▸ **Instructions**
1) In the article on riluzole and melanoma, translate this sentence into Spanish: "This type of cancer is not generally responsive to chemotherapy."
2) Proceed with the article on riluzole and melanoma, picking up after its last sentence.

-- Document passage follows --

Rutgers Professor Suzie Chen has found that riluzole, a U.S. Food and Drug Administration (FDA) approved drug used to treat Lou Gehrig’s disease (ALS), slows the growth of melanoma, the most aggressive form of malignant skin cancer.
A Phase 0 (zero) clinical trial of riluzole (brand name Rilutek), conducted by James Goydos, a surgical oncologist with The Cancer Institute of New Jersey (CINJ), is in process with a small group of late-stage (stage 3 or 4) melanoma patients. Phase 0 is a recent designation by the FDA for exploratory, first-in-human trials. Goydos reported preliminary but encouraging findings from the trial during a plenary session today at the annual meeting of the American Association for Cancer Research in San Diego.
In about 70 percent of melanoma cases, the disease appears in places that are exposed to the sun. It can then spread to other parts of the body and may become lethal. This type of cancer is not generally responsive to chemotherapy. According to a report from the National Cancer Institute, the incidence rate of melanoma has more than doubled in the past 20 years in the United States.
Chen had reported in 2003 the discovery of a gene – Grm1 – responsible for melanoma in laboratory mice. Its normal functions are in the brain, where it is associated with learning and memory; but when this gene is expressed or turned on in certain skin cells, it leads to the development of melanoma.
A common feature to both ALS and melanoma cells is excess glutamate, a cellular growth factor or food for cells. An excess of this protein can overstimulate neurons to the point where they burn out – a possible explanation of what happens in ALS.
In a melanoma cell, the glutamate enters a pernicious loop where it binds to the malfunctioning cell surface protein. The protein operates as a receptor, stimulating the cell to produce more glutamate that, in turn, binds to the receptor, stimulating more production. This cellular “overfeeding” results in the growth and expansion of the melanoma.
“We fixed on riluzole because it is a known inhibitor of glutamate release, the suspected culprit in ALS and possibly melanoma,” said Chen, a professor of chemical biology at the Susan Lehman Cullen Laboratory of Cancer Research in the Ernest Mario School of Pharmacy of Rutgers, The State University of New Jersey, and a CINJ member. “While most of our studies five years ago were with animals, it is humans that we are really interested in.”

-- Document passage concluded --
-- Data records follows --

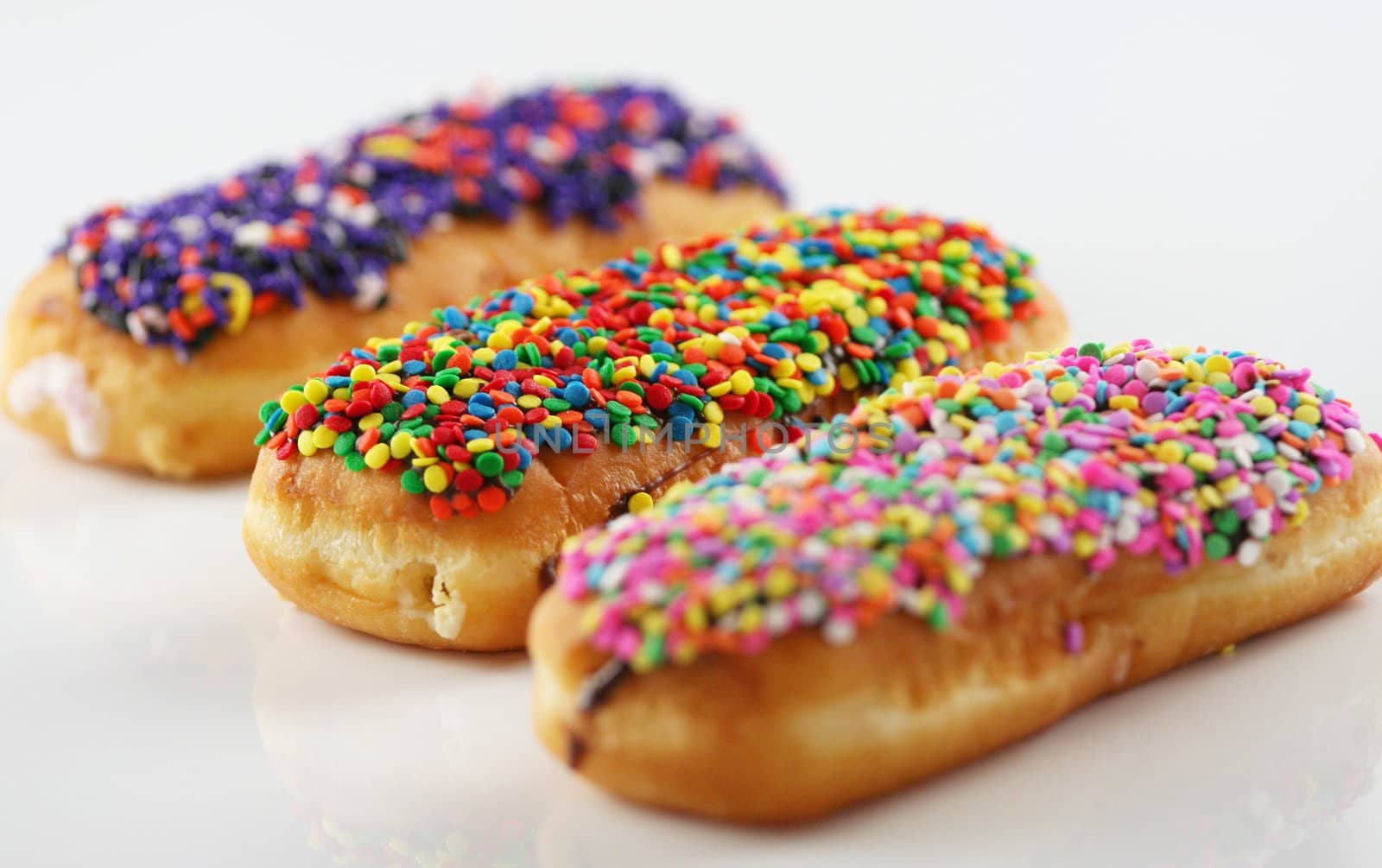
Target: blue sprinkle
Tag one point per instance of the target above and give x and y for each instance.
(598, 418)
(575, 394)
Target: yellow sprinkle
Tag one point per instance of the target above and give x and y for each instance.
(1308, 414)
(741, 382)
(292, 400)
(1063, 391)
(1168, 453)
(239, 297)
(467, 387)
(1218, 364)
(672, 256)
(377, 456)
(1202, 462)
(315, 390)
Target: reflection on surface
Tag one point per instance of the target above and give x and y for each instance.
(400, 757)
(1222, 764)
(119, 557)
(405, 757)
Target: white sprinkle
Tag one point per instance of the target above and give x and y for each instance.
(669, 152)
(361, 173)
(777, 619)
(136, 325)
(308, 193)
(370, 290)
(643, 165)
(700, 124)
(840, 632)
(545, 151)
(1278, 481)
(1126, 529)
(188, 227)
(253, 234)
(365, 214)
(810, 605)
(1250, 552)
(122, 228)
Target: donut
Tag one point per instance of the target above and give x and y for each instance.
(815, 626)
(156, 331)
(418, 488)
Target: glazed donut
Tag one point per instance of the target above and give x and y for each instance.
(418, 487)
(808, 629)
(159, 329)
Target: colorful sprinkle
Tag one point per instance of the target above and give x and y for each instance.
(1004, 462)
(184, 269)
(759, 325)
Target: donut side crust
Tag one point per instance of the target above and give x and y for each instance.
(806, 729)
(198, 418)
(356, 549)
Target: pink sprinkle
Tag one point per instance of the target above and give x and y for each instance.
(1075, 637)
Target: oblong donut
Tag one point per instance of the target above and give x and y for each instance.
(356, 549)
(104, 384)
(820, 719)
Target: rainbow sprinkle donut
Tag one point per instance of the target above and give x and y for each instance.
(181, 269)
(958, 564)
(667, 342)
(1186, 455)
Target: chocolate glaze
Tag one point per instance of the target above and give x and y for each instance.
(548, 573)
(575, 750)
(621, 506)
(598, 687)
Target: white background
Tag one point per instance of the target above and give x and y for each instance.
(1193, 173)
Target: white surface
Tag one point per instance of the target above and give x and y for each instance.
(163, 708)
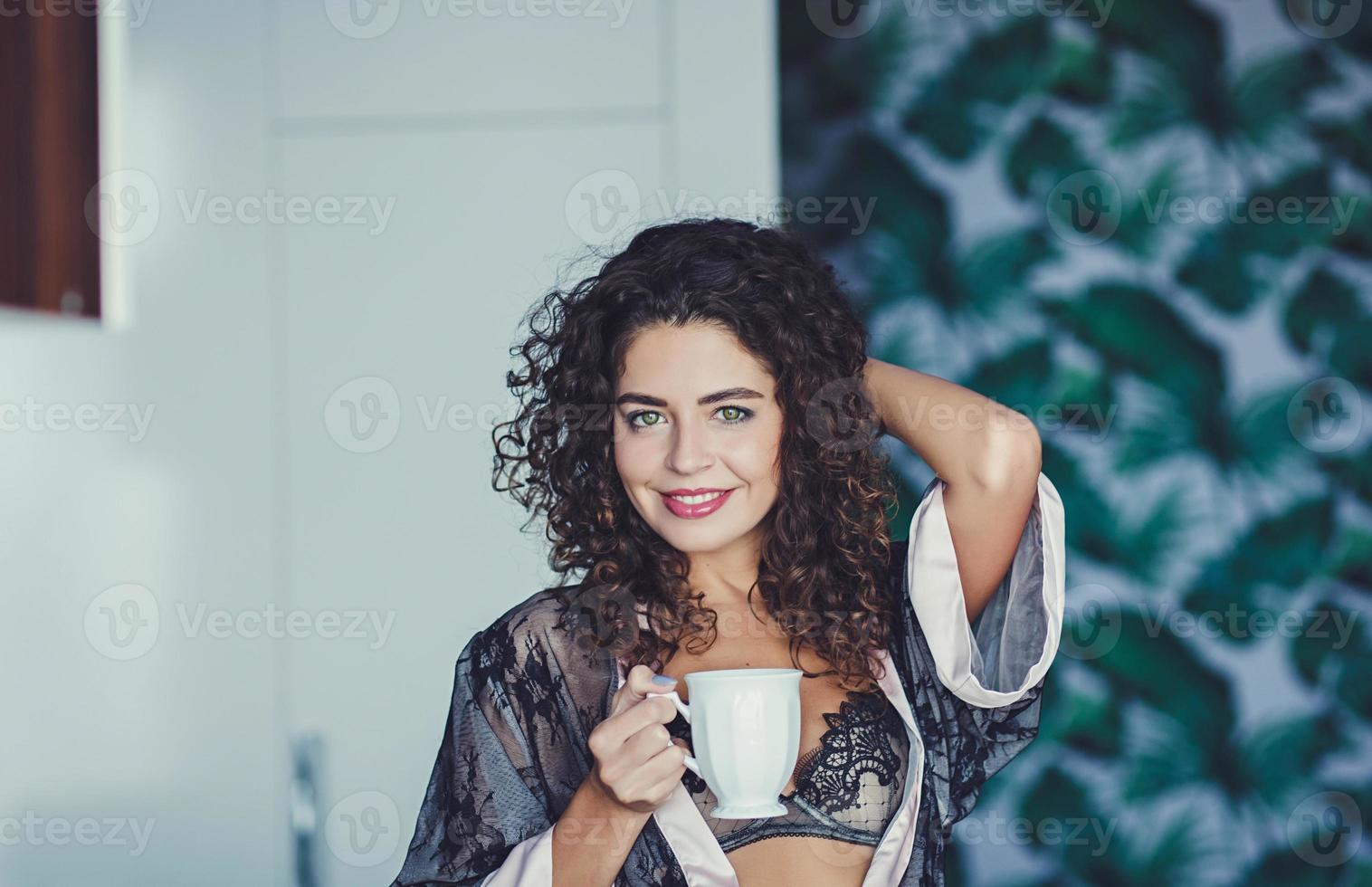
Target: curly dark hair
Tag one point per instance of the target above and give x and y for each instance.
(826, 539)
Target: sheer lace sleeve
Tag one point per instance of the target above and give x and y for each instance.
(508, 762)
(986, 677)
(479, 817)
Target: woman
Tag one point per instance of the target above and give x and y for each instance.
(699, 429)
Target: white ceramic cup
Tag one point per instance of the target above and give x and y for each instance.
(745, 732)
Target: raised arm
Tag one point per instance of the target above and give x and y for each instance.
(988, 456)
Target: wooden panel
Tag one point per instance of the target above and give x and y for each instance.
(50, 162)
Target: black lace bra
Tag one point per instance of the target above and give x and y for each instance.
(847, 788)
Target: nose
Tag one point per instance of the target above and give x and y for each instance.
(691, 451)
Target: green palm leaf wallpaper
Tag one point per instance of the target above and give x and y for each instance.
(1146, 224)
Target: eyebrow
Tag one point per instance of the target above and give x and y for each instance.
(728, 395)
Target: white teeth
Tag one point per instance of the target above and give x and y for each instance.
(697, 500)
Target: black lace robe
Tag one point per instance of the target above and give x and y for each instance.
(527, 692)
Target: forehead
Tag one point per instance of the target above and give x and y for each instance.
(696, 358)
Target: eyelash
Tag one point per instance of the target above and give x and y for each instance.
(635, 429)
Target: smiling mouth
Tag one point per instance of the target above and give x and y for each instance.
(696, 506)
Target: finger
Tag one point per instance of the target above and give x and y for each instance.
(652, 778)
(649, 711)
(638, 682)
(667, 765)
(646, 743)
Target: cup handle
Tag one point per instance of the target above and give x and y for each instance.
(677, 701)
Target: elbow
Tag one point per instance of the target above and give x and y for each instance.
(1012, 456)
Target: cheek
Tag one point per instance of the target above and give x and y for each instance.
(634, 459)
(757, 459)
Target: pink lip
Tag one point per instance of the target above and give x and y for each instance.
(691, 512)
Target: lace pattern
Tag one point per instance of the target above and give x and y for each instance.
(847, 788)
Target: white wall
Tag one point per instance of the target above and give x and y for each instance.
(249, 491)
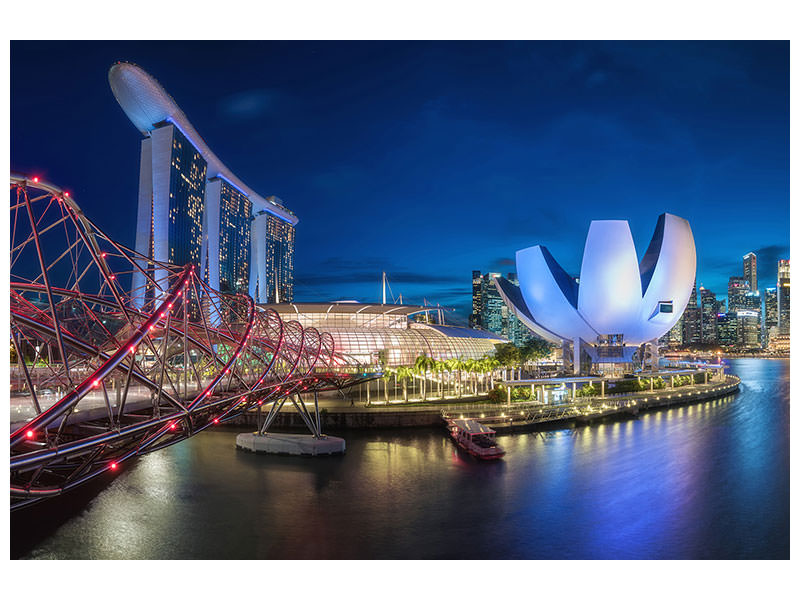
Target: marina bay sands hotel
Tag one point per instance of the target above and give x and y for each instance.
(193, 209)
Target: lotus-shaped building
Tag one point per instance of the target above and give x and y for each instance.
(618, 304)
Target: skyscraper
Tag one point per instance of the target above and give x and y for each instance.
(490, 311)
(172, 186)
(692, 333)
(276, 238)
(475, 317)
(708, 316)
(749, 270)
(737, 288)
(727, 330)
(770, 312)
(783, 296)
(226, 239)
(193, 209)
(748, 329)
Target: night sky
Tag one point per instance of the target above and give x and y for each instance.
(429, 160)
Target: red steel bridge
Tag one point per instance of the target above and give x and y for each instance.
(102, 373)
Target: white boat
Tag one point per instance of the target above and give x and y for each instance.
(475, 438)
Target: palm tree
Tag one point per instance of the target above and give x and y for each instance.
(387, 375)
(422, 365)
(452, 365)
(403, 375)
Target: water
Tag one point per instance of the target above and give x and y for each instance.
(709, 480)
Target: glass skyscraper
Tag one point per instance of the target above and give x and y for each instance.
(490, 311)
(749, 271)
(783, 296)
(708, 316)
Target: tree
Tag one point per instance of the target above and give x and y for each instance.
(535, 349)
(403, 375)
(422, 365)
(387, 375)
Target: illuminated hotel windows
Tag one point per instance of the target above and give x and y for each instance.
(280, 259)
(234, 239)
(187, 184)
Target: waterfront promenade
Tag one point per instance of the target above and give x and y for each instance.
(340, 414)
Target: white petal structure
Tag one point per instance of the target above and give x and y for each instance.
(617, 295)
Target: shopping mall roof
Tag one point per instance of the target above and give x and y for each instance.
(350, 308)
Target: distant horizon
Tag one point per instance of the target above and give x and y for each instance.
(429, 160)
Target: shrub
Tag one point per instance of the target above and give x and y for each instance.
(498, 394)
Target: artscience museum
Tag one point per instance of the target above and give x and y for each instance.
(609, 319)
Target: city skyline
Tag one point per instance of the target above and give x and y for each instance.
(403, 184)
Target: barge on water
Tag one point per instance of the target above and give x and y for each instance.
(475, 438)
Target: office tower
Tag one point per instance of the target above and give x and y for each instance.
(515, 330)
(783, 297)
(492, 312)
(674, 337)
(475, 317)
(708, 316)
(748, 329)
(691, 319)
(727, 330)
(749, 271)
(737, 288)
(492, 306)
(226, 238)
(770, 312)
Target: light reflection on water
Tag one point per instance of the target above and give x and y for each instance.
(703, 481)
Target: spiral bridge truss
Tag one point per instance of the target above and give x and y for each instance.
(101, 373)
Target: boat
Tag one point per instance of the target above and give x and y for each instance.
(475, 438)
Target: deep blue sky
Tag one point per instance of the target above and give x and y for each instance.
(428, 160)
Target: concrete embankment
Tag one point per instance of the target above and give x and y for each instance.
(494, 415)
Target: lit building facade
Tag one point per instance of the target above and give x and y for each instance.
(193, 209)
(692, 319)
(388, 333)
(737, 288)
(226, 238)
(749, 270)
(770, 313)
(783, 297)
(708, 316)
(727, 330)
(477, 299)
(492, 312)
(278, 263)
(749, 329)
(614, 314)
(172, 178)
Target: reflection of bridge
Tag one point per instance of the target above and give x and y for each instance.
(97, 380)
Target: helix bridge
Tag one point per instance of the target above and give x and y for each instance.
(102, 372)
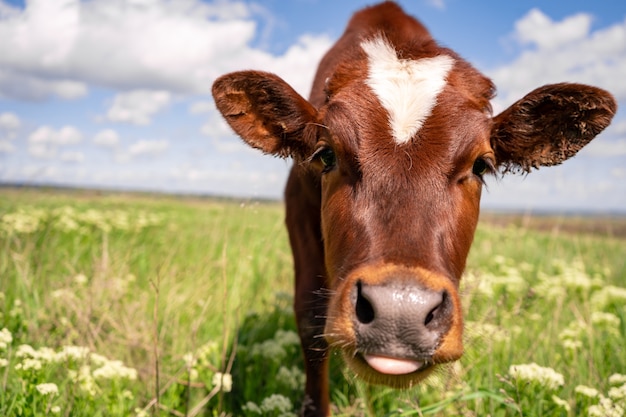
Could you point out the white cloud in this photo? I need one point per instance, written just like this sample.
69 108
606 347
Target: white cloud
563 51
537 28
67 135
72 156
44 142
137 106
59 47
107 138
147 147
605 148
200 107
14 84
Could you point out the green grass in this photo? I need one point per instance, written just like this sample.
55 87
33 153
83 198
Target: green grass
183 307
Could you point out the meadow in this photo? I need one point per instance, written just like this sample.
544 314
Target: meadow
139 305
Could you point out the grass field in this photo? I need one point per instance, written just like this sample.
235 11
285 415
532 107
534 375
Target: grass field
116 305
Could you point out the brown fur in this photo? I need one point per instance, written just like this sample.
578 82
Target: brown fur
386 209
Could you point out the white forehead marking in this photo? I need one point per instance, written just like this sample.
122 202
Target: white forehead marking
406 88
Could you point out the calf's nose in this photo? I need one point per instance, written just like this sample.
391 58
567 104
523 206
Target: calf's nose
400 319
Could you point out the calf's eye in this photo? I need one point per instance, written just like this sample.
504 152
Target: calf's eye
481 167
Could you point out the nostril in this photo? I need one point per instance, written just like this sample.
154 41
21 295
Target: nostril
430 316
364 310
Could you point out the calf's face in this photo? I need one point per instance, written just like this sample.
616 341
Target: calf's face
399 149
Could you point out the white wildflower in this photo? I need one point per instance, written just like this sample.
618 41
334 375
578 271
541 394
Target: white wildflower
617 379
84 379
276 402
48 389
5 338
586 391
618 394
546 377
605 408
223 382
560 402
25 351
29 364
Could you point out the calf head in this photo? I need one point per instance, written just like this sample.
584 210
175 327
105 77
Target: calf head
398 147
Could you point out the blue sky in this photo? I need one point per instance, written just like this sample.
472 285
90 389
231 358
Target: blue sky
116 94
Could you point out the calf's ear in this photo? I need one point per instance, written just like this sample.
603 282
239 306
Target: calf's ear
266 112
549 125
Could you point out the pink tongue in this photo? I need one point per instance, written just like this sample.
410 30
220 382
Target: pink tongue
392 366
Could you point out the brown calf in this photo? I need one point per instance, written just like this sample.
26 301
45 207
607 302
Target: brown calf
383 197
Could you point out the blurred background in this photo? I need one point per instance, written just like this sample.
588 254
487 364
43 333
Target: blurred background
115 94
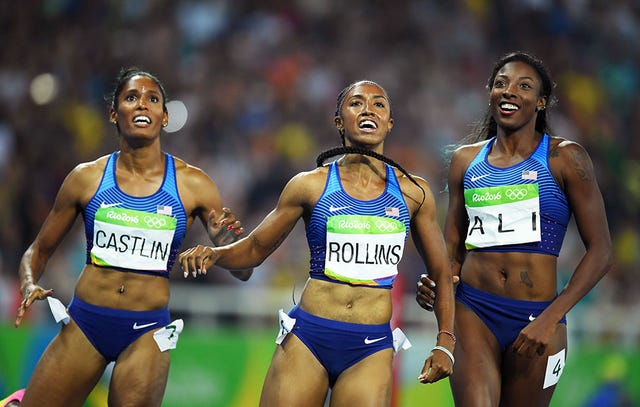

-- Data records concluded --

▸ **Responses for each task**
1) Este tipo de cáncer por lo general no responde a la quimioterapia.

2)
In new laboratory experiments using cultures of human melanoma cell lines, riluzole appeared to shut off the glutamate, thus slowing the growth rate of the melanoma cells. Moving forward with animal studies, riluzole demonstrated the same suppression of tumor cell growth and progression seen in cultured cells.
Building on this foundation, Chen joined Goydos to pursue human clinical trials. Goydos is a surgical oncologist and director of the Melanoma and Soft Tissue Oncology Unit at the Cancer Institute of New Jersey, part of the University of Medicine and Dentistry of New Jersey-Robert Wood Johnson Medical School (UMDNJ-RWJMS). Goydos is also an Associate Professor of surgery at UMDNJ-RWJMS.
A grant from the National Cancer Institute enabled Goydos to begin an initial or Phase 0 trial. The use of late-stage patients is a requirement. It is a purely experimental exercise designed to make sure the drug that appeared to work in pre-clinical trials is actually performing as expected in humans – “to see if you are hitting your targets,” as Goydos phrased it.
Goydos and his colleagues recruited 11 patients to whom riluzole was administered for two weeks. The researchers tracked the patients’ progress before and after the treatment with biopsies and PET scans, a form of nuclear medicine imaging typically used to detect cancer. “Our preliminary results show three solid positive responses in nine of the patients who had been able to complete the trial to date,” Goydos said. “It is actually quite amazing that we got as many as we did.”
Goydos also noted that there were other patients in the group who showed some indications of responding to riluzole and they will be reassessed when the trial is completed.
“In this situation we hit our target in at least in three, possibly four or five patients,” Goydos said. “It provides enough data to show that we should go on to a more extensive trial.”
The next step is a combined Phase 1/2 trial. Phase 1 will be a toxicity trial where the dosage is increased gradually to determine the appropriate dose and identify possible toxic side-effects.
“We will administer riluzole to the first five or six patients, look for toxicity and then move on to Phase 2,” Goydos said. “We can do this in one combined trial since we are dealing with an FDA-approved drug and not an experimental drug that has never been given to people before.”
Goydos said that the Phase 1/2 trial should begin in August, and he anticipates that it will include between 50 and 100 patients with stage 4 melanoma.
“I think this drug is going to be extremely important as an adjunct to surgical treatment of stage 3 or stage 4 melanoma,” Goydos said. “The challenge is to keep it from recurring, which has happened in patients on the order of 50 percent. With low toxicity likely, riluzole could potentially be given for long periods of time to slow down the metabolic processes responsible for the disease’s recurrence.”